Problem to work on:
Return exactly the span of lines in the following data that opens with the line containing "Target: shoulder epaulette" and closes with the line containing "Target: brown leather shoe". Include nothing else.

Supplied information:
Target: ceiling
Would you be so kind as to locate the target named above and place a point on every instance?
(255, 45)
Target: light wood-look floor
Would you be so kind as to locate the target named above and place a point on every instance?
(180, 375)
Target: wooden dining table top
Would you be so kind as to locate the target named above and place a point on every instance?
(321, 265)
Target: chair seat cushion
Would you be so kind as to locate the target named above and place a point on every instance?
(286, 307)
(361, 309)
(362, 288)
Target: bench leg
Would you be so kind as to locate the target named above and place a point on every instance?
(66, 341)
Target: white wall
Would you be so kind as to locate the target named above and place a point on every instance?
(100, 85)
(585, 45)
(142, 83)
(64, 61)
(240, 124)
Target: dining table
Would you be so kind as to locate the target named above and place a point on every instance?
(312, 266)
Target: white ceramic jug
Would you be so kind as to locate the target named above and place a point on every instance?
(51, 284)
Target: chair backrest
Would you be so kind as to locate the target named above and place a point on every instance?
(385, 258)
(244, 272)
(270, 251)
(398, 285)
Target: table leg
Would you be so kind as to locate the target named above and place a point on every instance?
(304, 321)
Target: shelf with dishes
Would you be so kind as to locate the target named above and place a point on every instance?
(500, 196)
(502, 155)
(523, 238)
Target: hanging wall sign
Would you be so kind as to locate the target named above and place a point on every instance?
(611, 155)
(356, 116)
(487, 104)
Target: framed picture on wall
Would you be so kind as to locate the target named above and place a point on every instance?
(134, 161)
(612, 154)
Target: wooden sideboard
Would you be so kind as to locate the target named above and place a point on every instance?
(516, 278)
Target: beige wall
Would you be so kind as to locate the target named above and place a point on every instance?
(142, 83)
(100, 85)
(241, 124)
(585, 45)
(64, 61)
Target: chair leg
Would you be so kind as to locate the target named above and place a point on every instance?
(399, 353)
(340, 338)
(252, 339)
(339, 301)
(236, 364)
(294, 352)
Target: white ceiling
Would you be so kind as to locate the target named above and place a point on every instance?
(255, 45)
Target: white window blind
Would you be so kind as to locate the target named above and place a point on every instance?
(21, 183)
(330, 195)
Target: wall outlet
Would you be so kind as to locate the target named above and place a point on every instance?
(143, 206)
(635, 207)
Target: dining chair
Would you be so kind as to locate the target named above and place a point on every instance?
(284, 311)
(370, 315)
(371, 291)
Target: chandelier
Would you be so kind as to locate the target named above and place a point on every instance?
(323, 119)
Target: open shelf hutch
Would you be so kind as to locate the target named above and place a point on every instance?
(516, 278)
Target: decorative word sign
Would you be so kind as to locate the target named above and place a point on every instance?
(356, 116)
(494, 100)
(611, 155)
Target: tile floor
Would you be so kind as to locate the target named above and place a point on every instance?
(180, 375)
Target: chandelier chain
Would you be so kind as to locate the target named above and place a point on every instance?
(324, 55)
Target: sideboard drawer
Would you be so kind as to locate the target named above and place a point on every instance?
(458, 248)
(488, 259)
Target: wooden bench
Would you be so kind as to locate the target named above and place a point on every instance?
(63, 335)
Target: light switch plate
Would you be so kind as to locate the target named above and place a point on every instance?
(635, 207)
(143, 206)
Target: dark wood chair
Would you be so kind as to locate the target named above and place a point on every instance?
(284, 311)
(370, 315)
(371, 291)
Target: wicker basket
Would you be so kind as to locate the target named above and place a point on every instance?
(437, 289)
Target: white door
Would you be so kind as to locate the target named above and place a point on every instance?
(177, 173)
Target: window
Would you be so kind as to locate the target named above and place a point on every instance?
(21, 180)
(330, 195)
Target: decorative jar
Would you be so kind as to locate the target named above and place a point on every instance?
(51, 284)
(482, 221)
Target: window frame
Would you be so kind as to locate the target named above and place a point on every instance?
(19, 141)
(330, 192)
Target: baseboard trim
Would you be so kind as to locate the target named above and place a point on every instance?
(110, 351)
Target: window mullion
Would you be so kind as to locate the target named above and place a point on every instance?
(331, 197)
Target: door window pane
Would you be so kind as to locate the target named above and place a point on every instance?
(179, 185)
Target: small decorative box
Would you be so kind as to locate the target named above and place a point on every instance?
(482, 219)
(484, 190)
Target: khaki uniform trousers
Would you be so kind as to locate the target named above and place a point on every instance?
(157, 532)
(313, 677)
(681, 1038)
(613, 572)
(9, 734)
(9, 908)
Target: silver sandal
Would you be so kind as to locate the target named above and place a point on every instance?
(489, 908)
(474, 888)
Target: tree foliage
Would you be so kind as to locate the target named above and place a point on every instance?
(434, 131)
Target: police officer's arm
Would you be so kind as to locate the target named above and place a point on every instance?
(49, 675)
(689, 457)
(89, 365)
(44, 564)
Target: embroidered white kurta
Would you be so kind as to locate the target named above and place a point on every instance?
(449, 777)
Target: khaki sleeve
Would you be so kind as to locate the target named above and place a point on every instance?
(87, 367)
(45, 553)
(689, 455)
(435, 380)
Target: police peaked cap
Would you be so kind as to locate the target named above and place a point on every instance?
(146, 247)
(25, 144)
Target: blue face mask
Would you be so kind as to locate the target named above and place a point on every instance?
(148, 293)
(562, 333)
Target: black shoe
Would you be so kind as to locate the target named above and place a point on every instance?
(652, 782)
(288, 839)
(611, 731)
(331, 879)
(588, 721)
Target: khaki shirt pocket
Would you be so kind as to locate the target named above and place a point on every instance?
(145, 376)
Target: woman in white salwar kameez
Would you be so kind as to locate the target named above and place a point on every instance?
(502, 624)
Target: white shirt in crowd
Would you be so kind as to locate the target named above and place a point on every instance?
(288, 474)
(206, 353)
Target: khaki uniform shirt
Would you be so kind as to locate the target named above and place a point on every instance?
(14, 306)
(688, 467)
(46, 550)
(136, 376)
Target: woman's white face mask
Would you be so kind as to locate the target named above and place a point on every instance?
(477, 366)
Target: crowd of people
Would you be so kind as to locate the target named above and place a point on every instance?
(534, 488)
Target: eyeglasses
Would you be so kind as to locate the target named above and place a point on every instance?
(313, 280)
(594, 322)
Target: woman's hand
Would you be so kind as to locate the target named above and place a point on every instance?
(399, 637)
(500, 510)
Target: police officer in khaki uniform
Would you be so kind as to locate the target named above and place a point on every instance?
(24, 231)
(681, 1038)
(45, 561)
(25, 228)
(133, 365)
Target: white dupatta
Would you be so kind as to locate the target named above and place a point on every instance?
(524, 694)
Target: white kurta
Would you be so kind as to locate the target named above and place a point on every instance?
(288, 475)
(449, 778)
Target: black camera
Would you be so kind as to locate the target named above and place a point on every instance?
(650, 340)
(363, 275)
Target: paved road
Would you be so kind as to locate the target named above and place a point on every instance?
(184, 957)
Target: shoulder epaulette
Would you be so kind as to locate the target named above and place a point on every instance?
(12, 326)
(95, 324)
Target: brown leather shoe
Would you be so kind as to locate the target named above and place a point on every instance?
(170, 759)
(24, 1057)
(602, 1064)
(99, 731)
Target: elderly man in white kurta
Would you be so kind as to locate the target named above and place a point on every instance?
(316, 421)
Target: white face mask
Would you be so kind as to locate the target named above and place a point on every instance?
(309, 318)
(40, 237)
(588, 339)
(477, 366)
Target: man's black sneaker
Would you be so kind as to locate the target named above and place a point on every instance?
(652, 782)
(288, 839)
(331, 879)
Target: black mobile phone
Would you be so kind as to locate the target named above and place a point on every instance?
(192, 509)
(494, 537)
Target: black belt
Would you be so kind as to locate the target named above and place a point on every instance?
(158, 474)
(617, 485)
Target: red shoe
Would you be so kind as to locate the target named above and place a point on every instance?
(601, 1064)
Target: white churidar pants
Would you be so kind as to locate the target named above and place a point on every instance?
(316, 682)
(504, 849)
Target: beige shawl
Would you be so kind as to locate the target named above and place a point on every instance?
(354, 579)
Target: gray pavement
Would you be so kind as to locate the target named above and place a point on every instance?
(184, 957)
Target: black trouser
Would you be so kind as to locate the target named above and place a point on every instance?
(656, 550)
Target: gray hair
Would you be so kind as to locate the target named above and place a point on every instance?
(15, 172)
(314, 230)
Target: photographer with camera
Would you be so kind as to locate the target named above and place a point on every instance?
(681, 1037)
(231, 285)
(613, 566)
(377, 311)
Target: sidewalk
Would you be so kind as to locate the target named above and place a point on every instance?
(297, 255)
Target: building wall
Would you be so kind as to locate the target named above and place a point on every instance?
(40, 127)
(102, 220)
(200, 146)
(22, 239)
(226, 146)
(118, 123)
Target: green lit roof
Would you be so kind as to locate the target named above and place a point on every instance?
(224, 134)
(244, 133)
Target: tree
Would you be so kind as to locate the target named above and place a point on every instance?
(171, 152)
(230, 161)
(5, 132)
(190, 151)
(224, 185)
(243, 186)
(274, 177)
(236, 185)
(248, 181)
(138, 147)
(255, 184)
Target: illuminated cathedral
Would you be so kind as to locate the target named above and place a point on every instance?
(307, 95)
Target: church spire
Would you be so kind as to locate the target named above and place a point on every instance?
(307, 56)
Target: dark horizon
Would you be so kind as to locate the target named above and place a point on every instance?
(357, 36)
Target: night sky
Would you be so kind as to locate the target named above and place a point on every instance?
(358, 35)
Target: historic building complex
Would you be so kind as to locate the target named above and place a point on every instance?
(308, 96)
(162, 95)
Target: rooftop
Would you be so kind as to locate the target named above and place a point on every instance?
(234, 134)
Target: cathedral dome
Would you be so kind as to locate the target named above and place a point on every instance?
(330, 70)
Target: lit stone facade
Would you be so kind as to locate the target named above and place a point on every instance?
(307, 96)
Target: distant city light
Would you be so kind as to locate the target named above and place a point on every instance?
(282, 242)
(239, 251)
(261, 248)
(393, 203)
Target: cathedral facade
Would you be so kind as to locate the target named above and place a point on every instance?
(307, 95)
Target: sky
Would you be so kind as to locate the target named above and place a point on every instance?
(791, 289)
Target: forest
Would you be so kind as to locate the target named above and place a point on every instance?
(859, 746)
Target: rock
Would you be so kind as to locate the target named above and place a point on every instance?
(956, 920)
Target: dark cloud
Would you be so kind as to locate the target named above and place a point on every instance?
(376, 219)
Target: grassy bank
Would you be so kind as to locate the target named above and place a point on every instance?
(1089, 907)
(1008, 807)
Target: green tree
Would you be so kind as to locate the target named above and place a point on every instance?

Written reply:
Target: shoulder epaulette
Would you be so kind as to locate the target named above and place a point on every instance?
(12, 326)
(95, 324)
Target: brown leather shoe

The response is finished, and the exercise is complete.